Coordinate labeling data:

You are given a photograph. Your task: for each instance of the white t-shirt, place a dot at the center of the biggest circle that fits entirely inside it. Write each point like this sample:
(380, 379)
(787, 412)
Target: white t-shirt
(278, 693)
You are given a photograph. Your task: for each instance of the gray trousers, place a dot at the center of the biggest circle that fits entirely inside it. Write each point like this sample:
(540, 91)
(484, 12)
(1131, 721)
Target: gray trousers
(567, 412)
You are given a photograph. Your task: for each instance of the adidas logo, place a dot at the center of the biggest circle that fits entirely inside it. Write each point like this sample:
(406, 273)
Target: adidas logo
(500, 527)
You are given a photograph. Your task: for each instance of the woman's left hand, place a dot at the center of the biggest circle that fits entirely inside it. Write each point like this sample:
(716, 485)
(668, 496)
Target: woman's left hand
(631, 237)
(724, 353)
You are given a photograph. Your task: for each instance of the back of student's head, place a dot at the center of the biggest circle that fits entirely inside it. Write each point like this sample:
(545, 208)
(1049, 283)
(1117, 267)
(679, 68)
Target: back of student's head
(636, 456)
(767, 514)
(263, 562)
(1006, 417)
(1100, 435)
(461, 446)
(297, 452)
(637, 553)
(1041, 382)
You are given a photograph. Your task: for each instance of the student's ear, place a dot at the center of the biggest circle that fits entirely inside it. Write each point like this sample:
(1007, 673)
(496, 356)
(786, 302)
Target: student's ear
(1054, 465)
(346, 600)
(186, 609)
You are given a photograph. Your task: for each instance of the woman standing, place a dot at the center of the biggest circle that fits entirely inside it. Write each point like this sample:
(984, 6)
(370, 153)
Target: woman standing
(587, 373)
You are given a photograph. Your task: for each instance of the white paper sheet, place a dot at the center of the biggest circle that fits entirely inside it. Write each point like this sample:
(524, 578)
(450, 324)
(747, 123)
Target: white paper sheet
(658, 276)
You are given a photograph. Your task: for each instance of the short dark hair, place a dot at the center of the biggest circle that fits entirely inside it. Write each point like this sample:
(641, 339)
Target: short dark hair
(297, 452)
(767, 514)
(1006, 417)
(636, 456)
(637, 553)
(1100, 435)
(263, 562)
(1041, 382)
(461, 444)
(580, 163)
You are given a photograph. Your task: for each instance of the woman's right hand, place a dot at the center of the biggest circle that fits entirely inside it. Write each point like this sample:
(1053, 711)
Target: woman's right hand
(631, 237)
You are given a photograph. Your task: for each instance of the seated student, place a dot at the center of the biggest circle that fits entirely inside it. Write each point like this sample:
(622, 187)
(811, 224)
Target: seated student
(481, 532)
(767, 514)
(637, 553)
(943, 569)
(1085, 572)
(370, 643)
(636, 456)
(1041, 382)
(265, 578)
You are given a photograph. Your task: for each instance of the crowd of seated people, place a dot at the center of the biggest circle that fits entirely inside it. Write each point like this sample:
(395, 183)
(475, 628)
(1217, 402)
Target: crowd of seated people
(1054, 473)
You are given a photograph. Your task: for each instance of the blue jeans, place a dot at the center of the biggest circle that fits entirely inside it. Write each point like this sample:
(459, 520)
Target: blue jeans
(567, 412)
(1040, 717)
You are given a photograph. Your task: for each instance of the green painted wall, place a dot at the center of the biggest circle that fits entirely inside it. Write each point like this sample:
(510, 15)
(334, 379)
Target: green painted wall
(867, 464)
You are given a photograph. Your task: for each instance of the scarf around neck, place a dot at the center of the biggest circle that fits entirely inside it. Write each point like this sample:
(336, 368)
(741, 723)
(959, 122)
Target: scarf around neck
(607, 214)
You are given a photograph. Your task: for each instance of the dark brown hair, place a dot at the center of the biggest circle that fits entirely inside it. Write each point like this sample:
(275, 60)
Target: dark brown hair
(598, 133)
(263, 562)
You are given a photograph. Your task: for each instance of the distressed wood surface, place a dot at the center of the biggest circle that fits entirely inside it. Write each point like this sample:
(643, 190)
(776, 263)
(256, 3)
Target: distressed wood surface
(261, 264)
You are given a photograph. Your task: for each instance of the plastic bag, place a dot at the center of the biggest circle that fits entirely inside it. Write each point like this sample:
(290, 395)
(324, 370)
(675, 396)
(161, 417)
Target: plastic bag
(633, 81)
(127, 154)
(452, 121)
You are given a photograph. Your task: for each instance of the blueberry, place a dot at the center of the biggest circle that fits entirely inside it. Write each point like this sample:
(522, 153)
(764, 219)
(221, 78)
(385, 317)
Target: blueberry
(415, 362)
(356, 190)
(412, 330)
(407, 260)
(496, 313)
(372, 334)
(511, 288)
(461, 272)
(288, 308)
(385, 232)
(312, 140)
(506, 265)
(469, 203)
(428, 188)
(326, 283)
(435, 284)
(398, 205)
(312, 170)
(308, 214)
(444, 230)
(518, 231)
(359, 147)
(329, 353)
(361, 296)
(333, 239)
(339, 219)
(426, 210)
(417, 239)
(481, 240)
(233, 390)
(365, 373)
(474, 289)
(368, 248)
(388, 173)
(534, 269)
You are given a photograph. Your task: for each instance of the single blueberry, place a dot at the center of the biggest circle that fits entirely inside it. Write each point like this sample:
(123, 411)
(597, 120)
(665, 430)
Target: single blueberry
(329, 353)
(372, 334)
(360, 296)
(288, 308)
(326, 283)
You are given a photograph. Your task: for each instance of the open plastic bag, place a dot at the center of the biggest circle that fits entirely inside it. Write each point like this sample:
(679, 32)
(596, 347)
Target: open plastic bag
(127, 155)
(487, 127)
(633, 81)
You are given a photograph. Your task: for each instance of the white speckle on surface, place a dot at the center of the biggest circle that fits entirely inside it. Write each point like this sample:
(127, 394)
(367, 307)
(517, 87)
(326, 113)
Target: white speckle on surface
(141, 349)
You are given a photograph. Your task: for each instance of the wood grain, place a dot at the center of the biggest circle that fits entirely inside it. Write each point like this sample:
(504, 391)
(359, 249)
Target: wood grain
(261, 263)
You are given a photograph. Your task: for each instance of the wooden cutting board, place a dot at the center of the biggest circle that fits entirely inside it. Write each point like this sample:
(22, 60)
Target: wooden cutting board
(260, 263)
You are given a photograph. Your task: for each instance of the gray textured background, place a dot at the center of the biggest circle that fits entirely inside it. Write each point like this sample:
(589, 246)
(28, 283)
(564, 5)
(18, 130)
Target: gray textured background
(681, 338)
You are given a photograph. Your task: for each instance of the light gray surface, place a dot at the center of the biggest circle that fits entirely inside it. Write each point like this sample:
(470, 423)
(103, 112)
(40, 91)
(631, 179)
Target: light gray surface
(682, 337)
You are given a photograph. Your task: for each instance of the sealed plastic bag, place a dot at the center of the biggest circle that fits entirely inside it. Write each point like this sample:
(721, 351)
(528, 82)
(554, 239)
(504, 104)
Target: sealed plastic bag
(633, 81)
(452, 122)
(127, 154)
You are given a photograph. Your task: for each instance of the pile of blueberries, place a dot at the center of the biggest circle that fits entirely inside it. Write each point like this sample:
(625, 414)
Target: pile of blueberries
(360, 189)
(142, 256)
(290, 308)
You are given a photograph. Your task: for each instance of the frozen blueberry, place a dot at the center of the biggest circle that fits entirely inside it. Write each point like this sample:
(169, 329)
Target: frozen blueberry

§ What is required
Recast every line of the items above as a numbered list, leaving out any blank lines.

§ Expected answer
1. You are given a photograph. Your task: for each instance of the white t-shirt, place a dot at the center of the biggest circle that fits entirely inside it. Write each point like this sample:
2. (380, 379)
3. (787, 412)
4. Target: white t-shirt
5. (278, 693)
6. You are given a photograph. Your task: for each instance of the gray trousers, place a dot at the center of the biggest circle that fits entirely inside it. Write each point like this sample:
7. (540, 91)
8. (484, 12)
9. (1131, 721)
10. Target: gray trousers
11. (567, 412)
12. You are given a photograph. Your task: for each instance of the adidas logo, place a dot at the center of the biggest circle that fits entirely inside it. Write each point like this sample:
13. (406, 273)
14. Target: adidas logo
15. (500, 527)
16. You are given a photograph. Your task: for each instance of the woman's left hand, place a dot at the center of the biggest circle that fits entirely inside it. Write each point like this sample:
17. (716, 485)
18. (668, 496)
19. Target: woman's left hand
20. (631, 237)
21. (724, 353)
22. You are given a photograph. Your task: for each instance of the back of student's head, place a dot at the center of the biggest circle that fits entirely inside it. Write each point like this sample:
23. (545, 208)
24. (1049, 283)
25. (1117, 267)
26. (679, 68)
27. Target: back of student's head
28. (636, 456)
29. (767, 514)
30. (263, 562)
31. (1006, 417)
32. (1100, 435)
33. (461, 446)
34. (297, 452)
35. (637, 553)
36. (1041, 382)
37. You are given a photograph. Your task: for each instance of the student's ear, place a dot at the center of the biggest circle that fits entirely inside it. Write each point like this sample:
38. (1007, 673)
39. (496, 356)
40. (786, 302)
41. Target: student's ear
42. (1054, 465)
43. (346, 600)
44. (186, 609)
45. You are given a photograph. Your task: for each instance of the woman standing, place a dot at the center of the biggest circle that fits entirely inside it. Write each point like this sample:
46. (984, 6)
47. (370, 153)
48. Target: woman standing
49. (587, 373)
50. You are given a photograph. Your task: for each instance of the white paper sheet, place a dot at the center of the biggest circle that fits entirely inside it. Write each point like this sample:
51. (524, 578)
52. (450, 324)
53. (747, 123)
54. Target: white paper sheet
55. (658, 276)
56. You are given a photograph. Your task: for each instance of the short dark hair, place a dot at the center of the biggest circle that fits entirely inside it. Write each point like this sample:
57. (641, 339)
58. Target: short dark hair
59. (297, 452)
60. (767, 514)
61. (1006, 417)
62. (636, 456)
63. (637, 553)
64. (1100, 435)
65. (263, 562)
66. (1041, 382)
67. (461, 444)
68. (580, 163)
69. You are given a photograph. Your task: for each instance of the woman's right hand, place a dot at the center of the biggest circle that fits entirely inside it. Write each point like this sample:
70. (1053, 711)
71. Target: woman's right hand
72. (631, 237)
73. You are given a photograph. Your task: for each instance of the seated student, place a dot at the center of the biggest circle that fits entirely inside it. Write each point like this sample:
74. (622, 187)
75. (811, 224)
76. Target: seated student
77. (481, 532)
78. (767, 514)
79. (637, 553)
80. (943, 569)
81. (1085, 572)
82. (370, 643)
83. (636, 456)
84. (1041, 382)
85. (265, 578)
86. You are given a photograph. Your task: for each instance of the crowd of seated people, place a dot at the center of the biggest circle that fits entirely inside it. Write each point like this sample:
87. (395, 183)
88. (475, 628)
89. (1217, 402)
90. Target: crowd of seated people
91. (1054, 473)
92. You are given a photograph. Your task: for each instance of the blue jeans, place a dot at the center of the biggest circle that fits entirely inside it. Write each point like this sample:
93. (459, 520)
94. Target: blue jeans
95. (567, 412)
96. (1040, 717)
97. You are given a photograph. Your task: for each instance of the green painted wall, place a dot at the center of the biggest circle that fits entirely inside it. Write each point like this sample:
98. (510, 15)
99. (334, 379)
100. Target: green painted wall
101. (867, 464)
102. You are given a photograph. Your task: for each instance of the scarf around neck, place a dot at the center of the biggest circle that fits entirely inside it. Write each point like this sample:
103. (336, 368)
104. (741, 723)
105. (959, 122)
106. Target: scarf around neck
107. (607, 214)
108. You are given a photograph. Your task: for each instance of the dark brown hair, place a dot at the center of the biggest circle that fits entirely inside it. Write each point like this sample:
109. (275, 60)
110. Target: dark brown hair
111. (598, 133)
112. (263, 562)
113. You are given a photograph. Your task: for each instance of the distressed wood surface, place a dot at the center of the biggest circle that fits entirely inside it. Write each point like this sample:
114. (643, 190)
115. (776, 263)
116. (256, 3)
117. Target: distressed wood surface
118. (261, 264)
119. You are given a photograph. Your task: for each instance of the plastic bag, place a dot at the center of the biggest circle that fits entirely inside it. Write each point like this sample:
120. (290, 395)
121. (324, 370)
122. (675, 396)
123. (161, 417)
124. Target: plastic bag
125. (633, 81)
126. (127, 154)
127. (452, 121)
128. You are given a photograph. Your task: for each instance of the blueberry, place a dot at the center of the biggest circle that fits entirely inside it. Write each point like this sample:
129. (522, 153)
130. (764, 219)
131. (221, 78)
132. (385, 317)
133. Target: blueberry
134. (415, 362)
135. (356, 190)
136. (412, 330)
137. (407, 260)
138. (496, 313)
139. (372, 334)
140. (511, 288)
141. (461, 272)
142. (288, 308)
143. (385, 232)
144. (312, 140)
145. (506, 265)
146. (469, 203)
147. (428, 188)
148. (326, 283)
149. (435, 284)
150. (398, 205)
151. (312, 170)
152. (308, 214)
153. (444, 230)
154. (518, 231)
155. (359, 147)
156. (329, 353)
157. (361, 296)
158. (333, 239)
159. (339, 219)
160. (426, 210)
161. (417, 239)
162. (481, 240)
163. (233, 390)
164. (365, 373)
165. (474, 289)
166. (368, 248)
167. (388, 173)
168. (534, 269)
169. You are given a photograph. Your task: for each instance of the single blueberry, place a dot at the center of the biggest circle that fits entirely inside it. Write each point like this sample:
170. (123, 411)
171. (597, 120)
172. (665, 430)
173. Target: single blueberry
174. (329, 353)
175. (372, 334)
176. (360, 296)
177. (288, 308)
178. (326, 283)
179. You are given a photograph. Your task: for each instance of the open plastic bag, place a dot at the center of the biggest circle that fits entirely inside it. Write each point like this sample:
180. (679, 32)
181. (596, 347)
182. Target: open plastic bag
183. (127, 155)
184. (487, 127)
185. (633, 81)
186. You are given a photograph. Your task: for each instance of the white speckle on surface, place a dot at the center of the biggest circle that fits entirely inside it. Write each point like this sample:
187. (127, 394)
188. (367, 307)
189. (517, 87)
190. (326, 113)
191. Target: white speckle on surface
192. (141, 349)
193. You are given a photograph. Your task: for each instance of the wood grain, place a dot at the center of the biggest circle that fits entirely inside it. Write each point like this sample:
194. (504, 391)
195. (359, 249)
196. Target: wood grain
197. (261, 263)
198. You are given a photograph. Your task: for each instance of the wooden cutting board, place a dot at the center of the biggest circle that fits entirely inside it. Write each point like this sample:
199. (22, 60)
200. Target: wooden cutting board
201. (260, 263)
202. You are given a photograph. Your task: for each instance of the gray textured background, place a dot at the center of the biggest circle that fits entirely inside it. Write each point like this sample:
203. (589, 246)
204. (28, 283)
205. (564, 5)
206. (18, 130)
207. Target: gray textured background
208. (681, 338)
209. You are given a photograph. Your task: for each instance of the light gray surface, place a dot at the center of the biggest circle that fits entirely inside it. Write each point like this sample:
210. (470, 423)
211. (103, 112)
212. (40, 91)
213. (631, 179)
214. Target: light gray surface
215. (682, 337)
216. You are given a photograph. Your task: for each instance of the sealed plastic bag, place a dot at the center of the biggest circle that fits entirely inside it. Write each point like this sample:
217. (721, 351)
218. (528, 82)
219. (554, 239)
220. (504, 104)
221. Target: sealed plastic bag
222. (633, 81)
223. (452, 122)
224. (127, 154)
225. You are given a photograph. Your task: for each instance of the pile of blueberries, place a dot at the center of the biggest circle that fits entirely inside it. Write each point like this sample:
226. (625, 414)
227. Target: pile of blueberries
228. (360, 189)
229. (142, 256)
230. (290, 308)
231. You are given a photograph. Your task: for each instance of the frozen blueberry, place a dot at the center of the biggest circle that fits entirely inside it. Write each point like this sample:
232. (169, 329)
233. Target: frozen blueberry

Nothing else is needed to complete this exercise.